Work instruction –
Each line containing the string "flag" should be copied out of the entries.

(Stored data entries)
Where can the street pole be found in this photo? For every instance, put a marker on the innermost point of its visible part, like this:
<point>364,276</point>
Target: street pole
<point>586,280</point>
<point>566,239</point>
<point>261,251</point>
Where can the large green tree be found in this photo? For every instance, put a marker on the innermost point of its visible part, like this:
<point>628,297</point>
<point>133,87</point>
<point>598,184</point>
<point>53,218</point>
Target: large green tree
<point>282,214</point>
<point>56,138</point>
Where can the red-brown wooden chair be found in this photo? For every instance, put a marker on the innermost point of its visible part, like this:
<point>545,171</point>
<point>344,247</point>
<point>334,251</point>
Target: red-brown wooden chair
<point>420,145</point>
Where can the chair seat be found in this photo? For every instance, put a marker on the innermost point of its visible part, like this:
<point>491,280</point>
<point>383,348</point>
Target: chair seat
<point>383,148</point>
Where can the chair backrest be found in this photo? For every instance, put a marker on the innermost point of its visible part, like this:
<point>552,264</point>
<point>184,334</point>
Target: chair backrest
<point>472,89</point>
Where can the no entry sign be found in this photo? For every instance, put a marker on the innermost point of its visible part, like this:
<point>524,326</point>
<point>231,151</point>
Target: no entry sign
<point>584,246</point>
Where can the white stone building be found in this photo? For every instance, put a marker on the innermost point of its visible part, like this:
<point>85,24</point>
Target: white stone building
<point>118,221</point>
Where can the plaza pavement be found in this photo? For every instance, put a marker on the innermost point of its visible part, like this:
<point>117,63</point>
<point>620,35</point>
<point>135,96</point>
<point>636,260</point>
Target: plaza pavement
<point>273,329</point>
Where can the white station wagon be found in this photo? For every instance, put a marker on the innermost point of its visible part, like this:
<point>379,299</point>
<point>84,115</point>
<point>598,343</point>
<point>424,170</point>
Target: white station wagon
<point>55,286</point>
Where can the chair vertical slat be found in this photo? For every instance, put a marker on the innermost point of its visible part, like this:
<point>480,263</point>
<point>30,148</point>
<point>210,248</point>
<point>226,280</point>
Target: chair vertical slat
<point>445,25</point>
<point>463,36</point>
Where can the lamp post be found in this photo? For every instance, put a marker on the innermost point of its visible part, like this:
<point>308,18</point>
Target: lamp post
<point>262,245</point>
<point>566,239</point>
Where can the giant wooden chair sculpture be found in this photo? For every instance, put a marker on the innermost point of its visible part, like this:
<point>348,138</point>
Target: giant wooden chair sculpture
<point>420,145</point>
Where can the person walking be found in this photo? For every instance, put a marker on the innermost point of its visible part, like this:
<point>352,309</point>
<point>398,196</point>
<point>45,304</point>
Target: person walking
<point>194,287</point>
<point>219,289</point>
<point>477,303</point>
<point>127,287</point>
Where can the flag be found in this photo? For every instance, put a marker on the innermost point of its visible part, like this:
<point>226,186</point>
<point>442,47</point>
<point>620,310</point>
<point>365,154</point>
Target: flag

Expected output –
Where can the flag be found in this photo? For every instance, put a marker on the innermost point of its visible part, like this:
Target: flag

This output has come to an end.